[Coordinate labeling data]
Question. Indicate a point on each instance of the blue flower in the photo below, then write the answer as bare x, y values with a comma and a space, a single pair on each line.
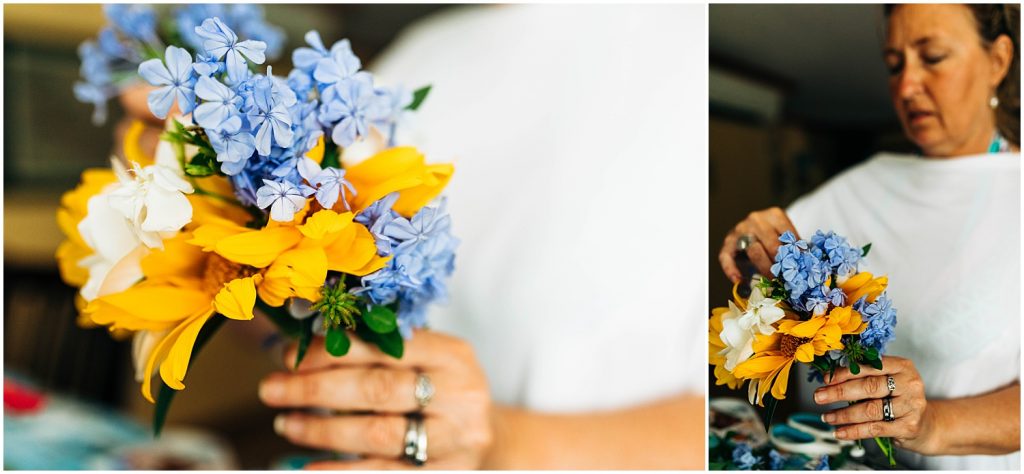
352, 108
304, 58
221, 42
340, 65
137, 22
284, 199
328, 183
376, 217
881, 318
775, 460
219, 103
742, 457
232, 144
177, 79
249, 19
269, 115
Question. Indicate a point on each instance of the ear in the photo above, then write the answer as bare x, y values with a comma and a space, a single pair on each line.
1001, 55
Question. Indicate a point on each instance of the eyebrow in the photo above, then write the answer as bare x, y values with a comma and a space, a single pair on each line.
919, 42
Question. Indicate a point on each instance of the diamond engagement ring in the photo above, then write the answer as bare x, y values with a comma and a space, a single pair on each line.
744, 242
415, 449
424, 391
887, 410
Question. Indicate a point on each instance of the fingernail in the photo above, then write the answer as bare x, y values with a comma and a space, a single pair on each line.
279, 425
271, 390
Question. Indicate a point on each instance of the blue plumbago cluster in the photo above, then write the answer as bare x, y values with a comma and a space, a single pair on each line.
261, 126
806, 266
135, 34
423, 256
881, 318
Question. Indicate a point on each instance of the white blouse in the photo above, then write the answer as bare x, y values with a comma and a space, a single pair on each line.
580, 277
947, 233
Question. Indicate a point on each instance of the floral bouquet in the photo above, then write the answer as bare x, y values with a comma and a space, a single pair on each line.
136, 33
818, 309
247, 203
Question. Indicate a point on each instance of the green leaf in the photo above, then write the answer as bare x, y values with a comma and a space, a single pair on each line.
770, 414
282, 318
418, 97
332, 156
337, 342
202, 165
381, 319
305, 337
166, 394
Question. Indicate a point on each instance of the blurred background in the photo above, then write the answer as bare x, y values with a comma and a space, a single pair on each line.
49, 140
797, 93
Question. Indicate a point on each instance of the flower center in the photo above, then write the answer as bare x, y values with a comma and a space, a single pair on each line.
220, 270
790, 344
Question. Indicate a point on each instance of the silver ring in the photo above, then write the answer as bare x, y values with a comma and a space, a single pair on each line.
744, 242
887, 410
416, 440
424, 391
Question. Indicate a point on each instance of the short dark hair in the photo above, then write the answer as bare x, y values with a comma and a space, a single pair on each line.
994, 20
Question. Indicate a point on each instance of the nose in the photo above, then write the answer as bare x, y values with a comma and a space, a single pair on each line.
908, 83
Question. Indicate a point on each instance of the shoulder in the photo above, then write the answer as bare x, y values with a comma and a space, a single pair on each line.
837, 191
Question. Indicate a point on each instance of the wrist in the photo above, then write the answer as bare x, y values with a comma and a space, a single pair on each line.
932, 439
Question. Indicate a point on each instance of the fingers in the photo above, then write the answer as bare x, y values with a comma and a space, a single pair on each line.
727, 257
890, 365
760, 258
425, 349
901, 428
860, 388
866, 412
378, 464
360, 388
381, 435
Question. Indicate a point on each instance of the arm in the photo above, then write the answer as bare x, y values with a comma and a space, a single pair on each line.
987, 424
666, 434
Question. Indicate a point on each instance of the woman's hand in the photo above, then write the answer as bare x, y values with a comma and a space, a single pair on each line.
912, 428
764, 227
374, 392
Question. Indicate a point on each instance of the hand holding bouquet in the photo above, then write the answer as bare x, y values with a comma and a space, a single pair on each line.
818, 309
248, 204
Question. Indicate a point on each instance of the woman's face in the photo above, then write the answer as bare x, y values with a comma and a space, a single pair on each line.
941, 79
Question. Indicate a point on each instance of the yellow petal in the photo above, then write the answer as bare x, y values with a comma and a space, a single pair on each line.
178, 258
316, 153
258, 248
325, 222
238, 297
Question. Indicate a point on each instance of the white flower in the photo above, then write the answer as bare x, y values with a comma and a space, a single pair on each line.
153, 199
283, 199
739, 328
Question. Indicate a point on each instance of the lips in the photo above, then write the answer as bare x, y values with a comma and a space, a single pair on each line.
916, 116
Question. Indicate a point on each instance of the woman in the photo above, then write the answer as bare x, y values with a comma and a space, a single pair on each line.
576, 348
945, 228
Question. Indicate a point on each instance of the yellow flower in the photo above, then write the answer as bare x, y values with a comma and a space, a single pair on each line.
400, 169
863, 284
183, 288
774, 354
715, 348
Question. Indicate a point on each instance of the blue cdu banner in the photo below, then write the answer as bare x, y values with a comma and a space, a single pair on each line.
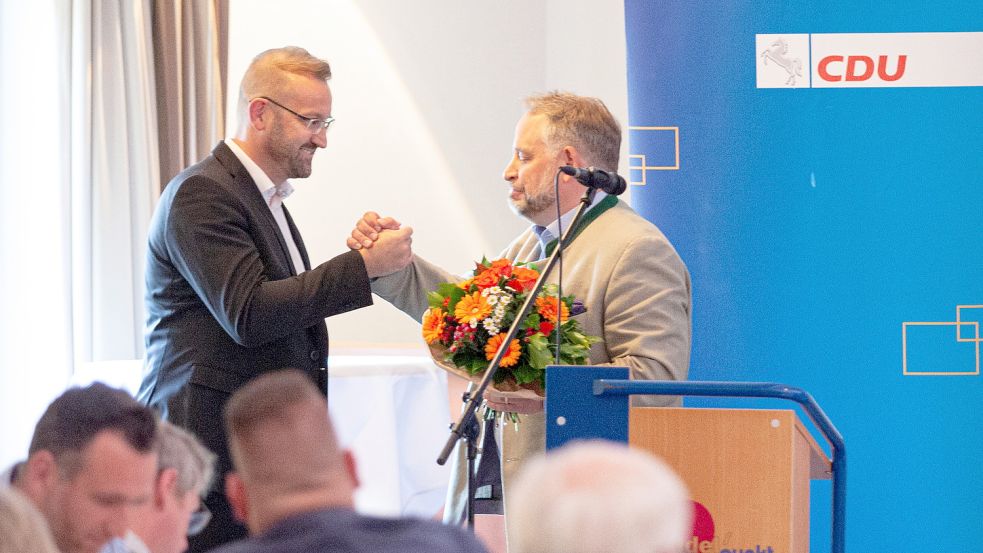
819, 168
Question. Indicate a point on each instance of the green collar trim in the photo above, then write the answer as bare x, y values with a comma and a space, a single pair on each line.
595, 212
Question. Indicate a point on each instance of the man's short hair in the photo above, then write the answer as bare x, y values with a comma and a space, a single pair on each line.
280, 434
598, 496
582, 122
74, 419
269, 71
192, 461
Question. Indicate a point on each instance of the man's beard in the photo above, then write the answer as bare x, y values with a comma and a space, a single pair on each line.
532, 205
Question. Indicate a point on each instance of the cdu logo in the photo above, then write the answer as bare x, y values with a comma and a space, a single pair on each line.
783, 61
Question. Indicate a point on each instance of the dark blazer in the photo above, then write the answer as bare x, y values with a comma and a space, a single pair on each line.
223, 301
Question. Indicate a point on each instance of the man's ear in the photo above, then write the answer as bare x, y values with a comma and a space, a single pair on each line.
235, 491
569, 156
351, 467
38, 475
166, 484
258, 113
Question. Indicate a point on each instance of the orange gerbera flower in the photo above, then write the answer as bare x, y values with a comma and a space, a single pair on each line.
511, 356
523, 279
546, 306
433, 324
472, 307
486, 279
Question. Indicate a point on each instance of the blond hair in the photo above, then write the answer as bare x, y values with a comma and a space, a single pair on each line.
270, 72
582, 122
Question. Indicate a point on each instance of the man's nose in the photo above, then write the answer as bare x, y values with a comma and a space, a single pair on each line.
320, 138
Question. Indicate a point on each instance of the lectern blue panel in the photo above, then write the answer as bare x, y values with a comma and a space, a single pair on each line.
573, 412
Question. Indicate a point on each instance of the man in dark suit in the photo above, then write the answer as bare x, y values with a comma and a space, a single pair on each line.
230, 290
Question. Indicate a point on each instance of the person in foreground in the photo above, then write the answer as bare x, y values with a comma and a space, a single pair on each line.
230, 291
185, 469
633, 283
596, 496
294, 487
91, 466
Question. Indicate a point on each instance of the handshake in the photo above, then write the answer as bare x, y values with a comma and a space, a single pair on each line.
384, 244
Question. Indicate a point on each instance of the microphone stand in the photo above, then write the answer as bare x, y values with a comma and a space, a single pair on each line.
466, 428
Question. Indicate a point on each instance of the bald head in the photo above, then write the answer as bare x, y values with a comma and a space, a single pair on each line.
285, 451
599, 496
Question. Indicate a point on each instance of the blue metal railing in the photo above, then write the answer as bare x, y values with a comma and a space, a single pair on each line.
755, 389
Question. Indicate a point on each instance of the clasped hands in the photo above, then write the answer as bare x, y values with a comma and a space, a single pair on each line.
385, 245
374, 237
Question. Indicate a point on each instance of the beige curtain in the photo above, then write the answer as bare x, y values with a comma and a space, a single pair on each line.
148, 100
191, 68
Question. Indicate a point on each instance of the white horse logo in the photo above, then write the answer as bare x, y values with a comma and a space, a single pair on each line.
777, 53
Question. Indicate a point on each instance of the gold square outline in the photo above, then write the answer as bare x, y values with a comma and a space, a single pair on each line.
959, 322
643, 167
904, 348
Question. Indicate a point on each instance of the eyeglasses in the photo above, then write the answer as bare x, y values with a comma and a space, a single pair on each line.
199, 520
313, 125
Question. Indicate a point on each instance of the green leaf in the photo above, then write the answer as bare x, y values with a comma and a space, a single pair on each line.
539, 354
435, 300
525, 374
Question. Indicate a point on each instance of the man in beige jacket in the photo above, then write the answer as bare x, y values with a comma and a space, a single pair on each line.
630, 278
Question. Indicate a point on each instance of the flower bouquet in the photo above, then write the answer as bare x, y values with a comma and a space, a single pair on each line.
467, 322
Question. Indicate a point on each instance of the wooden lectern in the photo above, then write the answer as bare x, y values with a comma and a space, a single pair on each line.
750, 469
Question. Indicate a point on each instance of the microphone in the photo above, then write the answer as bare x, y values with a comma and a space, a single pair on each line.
591, 177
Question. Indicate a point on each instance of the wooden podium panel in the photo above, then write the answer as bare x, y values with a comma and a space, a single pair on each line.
750, 469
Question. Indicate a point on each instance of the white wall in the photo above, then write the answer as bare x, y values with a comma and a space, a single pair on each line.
427, 94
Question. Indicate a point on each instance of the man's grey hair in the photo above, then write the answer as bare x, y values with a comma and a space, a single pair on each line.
582, 122
192, 461
598, 496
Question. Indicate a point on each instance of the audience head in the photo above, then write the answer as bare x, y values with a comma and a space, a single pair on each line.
91, 465
598, 496
284, 100
22, 529
285, 452
185, 472
558, 129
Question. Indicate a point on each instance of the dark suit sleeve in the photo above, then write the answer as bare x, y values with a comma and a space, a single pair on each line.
211, 237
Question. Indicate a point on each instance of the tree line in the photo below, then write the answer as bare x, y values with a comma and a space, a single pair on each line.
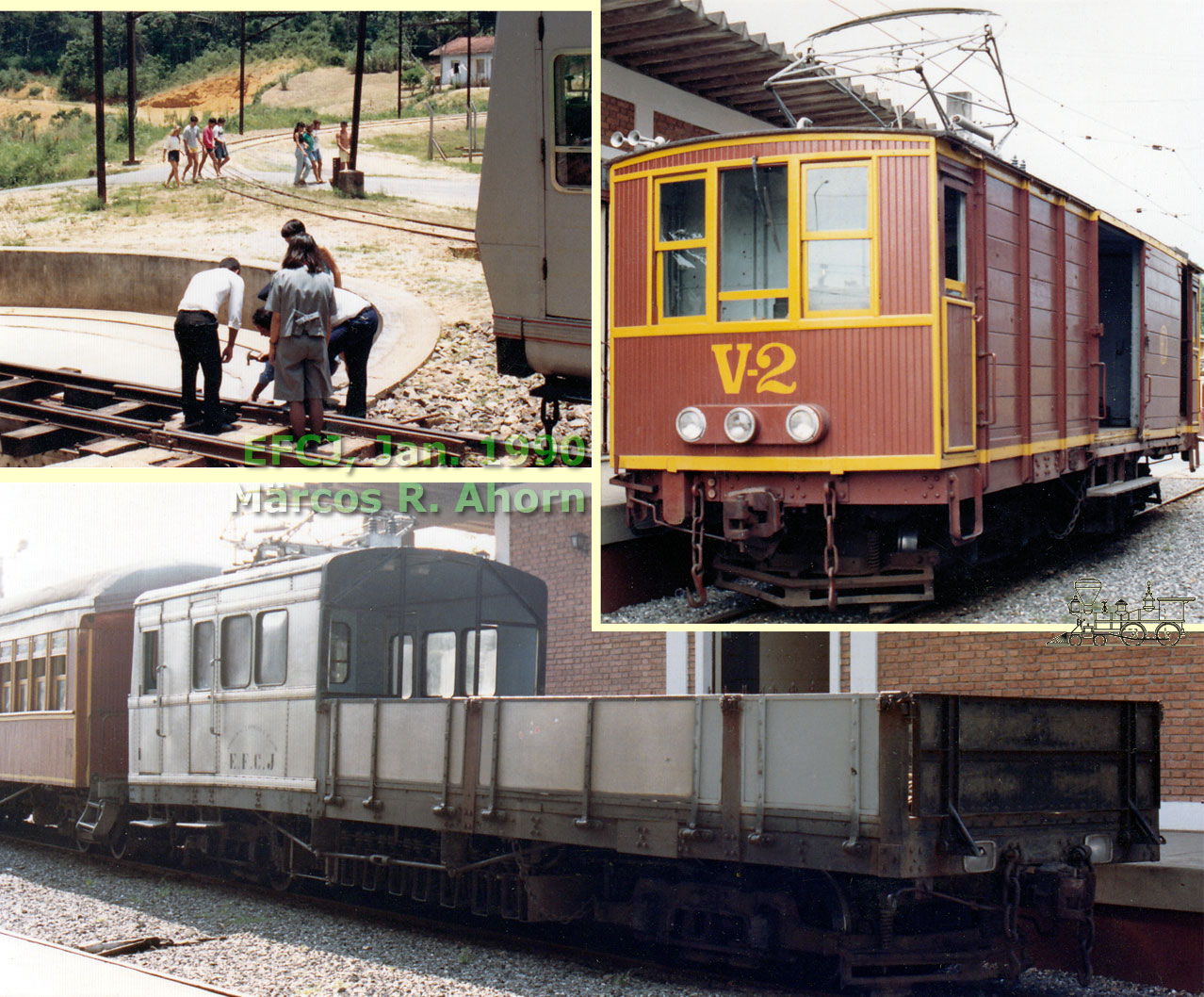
172, 48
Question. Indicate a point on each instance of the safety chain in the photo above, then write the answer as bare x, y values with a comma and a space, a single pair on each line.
697, 597
831, 555
1074, 516
1012, 911
1087, 927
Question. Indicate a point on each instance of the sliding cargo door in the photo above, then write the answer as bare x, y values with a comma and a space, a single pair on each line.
1162, 315
958, 356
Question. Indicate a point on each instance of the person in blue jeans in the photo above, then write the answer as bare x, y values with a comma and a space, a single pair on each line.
353, 329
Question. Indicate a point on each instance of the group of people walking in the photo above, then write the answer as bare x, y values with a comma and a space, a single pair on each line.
307, 150
199, 146
311, 321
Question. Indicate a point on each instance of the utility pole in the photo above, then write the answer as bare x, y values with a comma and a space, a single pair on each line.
362, 34
242, 66
131, 83
98, 68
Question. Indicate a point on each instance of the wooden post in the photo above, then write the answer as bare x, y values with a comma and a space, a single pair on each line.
242, 68
131, 85
98, 68
362, 34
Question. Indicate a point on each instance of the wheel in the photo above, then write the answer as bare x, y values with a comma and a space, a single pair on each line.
1168, 635
120, 841
1131, 633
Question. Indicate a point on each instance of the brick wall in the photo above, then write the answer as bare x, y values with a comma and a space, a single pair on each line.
675, 128
616, 116
580, 662
1021, 664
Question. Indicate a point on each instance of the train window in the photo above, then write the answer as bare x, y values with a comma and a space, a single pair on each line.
272, 646
401, 666
955, 239
838, 238
753, 246
483, 680
681, 247
236, 651
7, 677
203, 655
340, 651
441, 663
571, 85
150, 660
59, 670
21, 668
38, 689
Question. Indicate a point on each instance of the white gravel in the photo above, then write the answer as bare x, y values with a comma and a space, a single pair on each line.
268, 946
1162, 547
459, 388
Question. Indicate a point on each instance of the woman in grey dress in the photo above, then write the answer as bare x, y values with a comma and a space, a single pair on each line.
302, 303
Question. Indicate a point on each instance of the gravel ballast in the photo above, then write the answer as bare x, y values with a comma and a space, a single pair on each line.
268, 946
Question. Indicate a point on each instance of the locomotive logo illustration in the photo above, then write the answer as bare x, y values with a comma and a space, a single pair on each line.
1159, 618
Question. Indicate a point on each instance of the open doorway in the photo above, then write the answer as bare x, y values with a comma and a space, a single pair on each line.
772, 662
1120, 312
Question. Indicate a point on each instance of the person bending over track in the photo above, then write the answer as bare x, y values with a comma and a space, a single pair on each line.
301, 300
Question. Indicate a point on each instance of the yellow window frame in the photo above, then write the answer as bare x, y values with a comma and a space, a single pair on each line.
870, 164
791, 237
707, 243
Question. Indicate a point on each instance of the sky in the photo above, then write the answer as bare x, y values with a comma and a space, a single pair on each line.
1127, 74
53, 532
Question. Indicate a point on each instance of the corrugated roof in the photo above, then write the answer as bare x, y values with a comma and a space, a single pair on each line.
480, 46
679, 43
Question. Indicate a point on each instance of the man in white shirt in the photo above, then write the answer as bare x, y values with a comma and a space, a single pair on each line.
191, 137
196, 334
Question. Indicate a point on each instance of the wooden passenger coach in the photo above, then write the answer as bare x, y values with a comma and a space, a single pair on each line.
877, 319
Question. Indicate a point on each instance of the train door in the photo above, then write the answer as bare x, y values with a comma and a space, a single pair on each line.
958, 347
1120, 315
565, 56
203, 707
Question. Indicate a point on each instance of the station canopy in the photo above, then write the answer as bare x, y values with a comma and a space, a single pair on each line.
679, 43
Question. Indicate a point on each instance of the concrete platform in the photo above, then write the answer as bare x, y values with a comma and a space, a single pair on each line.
34, 968
1175, 883
139, 348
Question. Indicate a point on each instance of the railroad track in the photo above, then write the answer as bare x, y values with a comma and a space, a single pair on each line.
288, 198
44, 410
558, 941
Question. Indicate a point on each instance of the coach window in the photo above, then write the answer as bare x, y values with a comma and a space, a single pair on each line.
440, 655
955, 241
340, 651
59, 670
150, 660
401, 666
753, 260
271, 646
571, 86
39, 671
7, 677
22, 668
235, 651
838, 239
480, 680
203, 655
681, 247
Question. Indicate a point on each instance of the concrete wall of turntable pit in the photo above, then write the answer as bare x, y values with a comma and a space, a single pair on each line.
111, 282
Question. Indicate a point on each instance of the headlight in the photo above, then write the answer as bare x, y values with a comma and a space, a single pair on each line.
691, 424
740, 424
1100, 848
805, 424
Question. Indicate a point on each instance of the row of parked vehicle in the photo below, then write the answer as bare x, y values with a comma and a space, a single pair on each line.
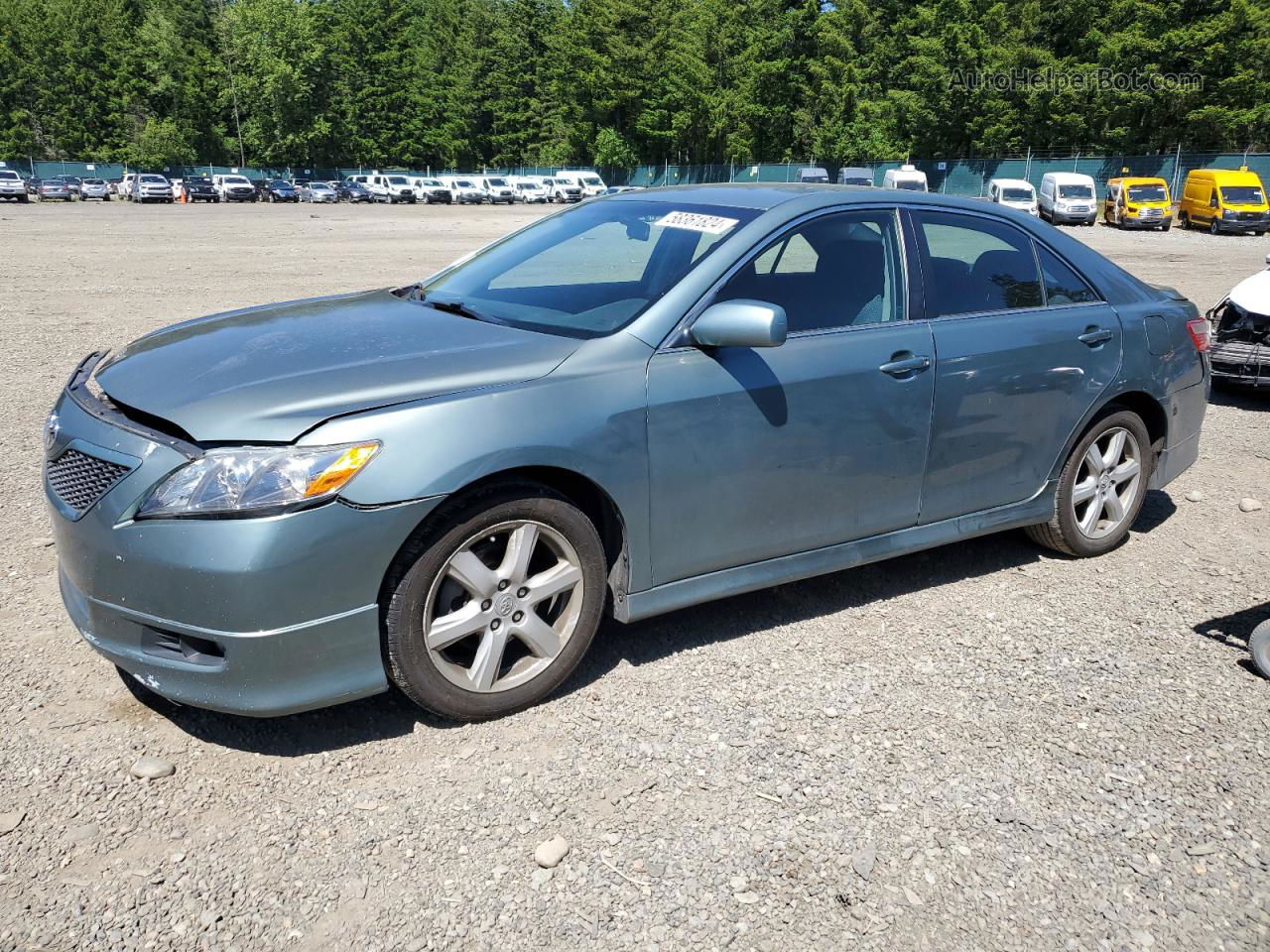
389, 188
1216, 199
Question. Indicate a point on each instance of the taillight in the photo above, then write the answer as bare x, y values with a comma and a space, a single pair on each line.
1202, 333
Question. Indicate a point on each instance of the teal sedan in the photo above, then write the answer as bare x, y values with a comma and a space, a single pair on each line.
642, 403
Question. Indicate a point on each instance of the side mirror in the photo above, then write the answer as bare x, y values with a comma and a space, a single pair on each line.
740, 322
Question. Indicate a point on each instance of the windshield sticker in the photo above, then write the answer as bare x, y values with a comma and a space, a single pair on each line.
708, 223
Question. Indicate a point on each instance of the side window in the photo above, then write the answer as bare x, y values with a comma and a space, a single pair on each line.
837, 271
976, 264
1062, 285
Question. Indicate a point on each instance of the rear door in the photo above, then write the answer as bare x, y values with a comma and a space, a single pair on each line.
1024, 348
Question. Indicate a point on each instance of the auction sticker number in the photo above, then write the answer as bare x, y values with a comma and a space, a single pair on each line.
691, 221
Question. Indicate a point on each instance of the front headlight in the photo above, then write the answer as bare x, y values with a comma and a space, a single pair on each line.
257, 480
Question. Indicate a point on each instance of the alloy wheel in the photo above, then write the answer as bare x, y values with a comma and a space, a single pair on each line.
1106, 483
503, 607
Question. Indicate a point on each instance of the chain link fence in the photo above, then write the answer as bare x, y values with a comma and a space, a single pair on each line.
953, 177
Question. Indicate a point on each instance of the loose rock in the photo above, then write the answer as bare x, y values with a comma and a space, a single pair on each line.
151, 769
552, 852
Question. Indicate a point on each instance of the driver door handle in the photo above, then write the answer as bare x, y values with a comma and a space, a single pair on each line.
905, 365
1095, 335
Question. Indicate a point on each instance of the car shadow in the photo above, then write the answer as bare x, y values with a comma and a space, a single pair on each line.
379, 717
662, 638
1237, 625
1243, 398
391, 715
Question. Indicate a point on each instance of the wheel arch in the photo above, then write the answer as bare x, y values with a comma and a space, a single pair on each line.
595, 503
1150, 408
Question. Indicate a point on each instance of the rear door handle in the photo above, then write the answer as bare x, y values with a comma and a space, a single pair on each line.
905, 363
1095, 335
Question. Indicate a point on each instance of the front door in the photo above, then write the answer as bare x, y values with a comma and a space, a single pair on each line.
757, 453
1025, 347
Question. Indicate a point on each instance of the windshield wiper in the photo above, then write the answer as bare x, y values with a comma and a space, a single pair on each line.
453, 306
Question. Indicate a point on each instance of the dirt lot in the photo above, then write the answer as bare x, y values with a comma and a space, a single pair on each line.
976, 748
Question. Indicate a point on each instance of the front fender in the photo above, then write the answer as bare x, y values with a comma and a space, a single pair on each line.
588, 416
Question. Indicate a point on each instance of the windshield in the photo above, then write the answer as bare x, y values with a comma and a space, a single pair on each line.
1147, 193
1242, 194
590, 271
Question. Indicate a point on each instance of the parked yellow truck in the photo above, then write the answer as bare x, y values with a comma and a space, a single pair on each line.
1222, 199
1138, 202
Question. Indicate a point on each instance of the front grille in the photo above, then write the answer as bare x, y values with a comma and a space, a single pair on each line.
79, 480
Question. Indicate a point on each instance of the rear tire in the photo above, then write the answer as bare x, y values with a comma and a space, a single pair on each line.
1069, 530
1259, 644
460, 575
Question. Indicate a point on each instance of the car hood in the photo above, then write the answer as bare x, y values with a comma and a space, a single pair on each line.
271, 373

**Given exercise**
Copy out exactly the lines between the line with "Question. Indicate a point on each instance of the front fender" and the last line of the entries, counting both of those lines.

**Exercise output**
Question. Indicate a point on each instance of the front fender in the photo above, then write the answer as bare x, y values with a comma and a space, a single pair on each line.
588, 416
Question. Indicate a point on each instance of the windshield in the photo above, then write the answer as bare x, y values with a comma and a space, a single pair on each line.
1147, 193
1242, 194
590, 271
Question. Indicate a point on each instance of the parked yellow truck in the photo above, then write the answer as bare x, y values with a comma and a space, a single pair on each line.
1222, 199
1138, 202
Question. Indicate a point on each instance of the front grille in the photo above, then write the answer as bare x, y values with a comma and a space, a single pair on each line.
79, 480
Question. Indicate a point on each instance of the rear tire in the photo above, then write the answer as bare x, y values with a comma and a space, a single pair on each line.
1069, 530
1259, 644
460, 575
Question. Indicate a point on each instance of the car hood in the photo above, then write the answer as bare x, y values with a comma and a space, a single pair on each line.
271, 373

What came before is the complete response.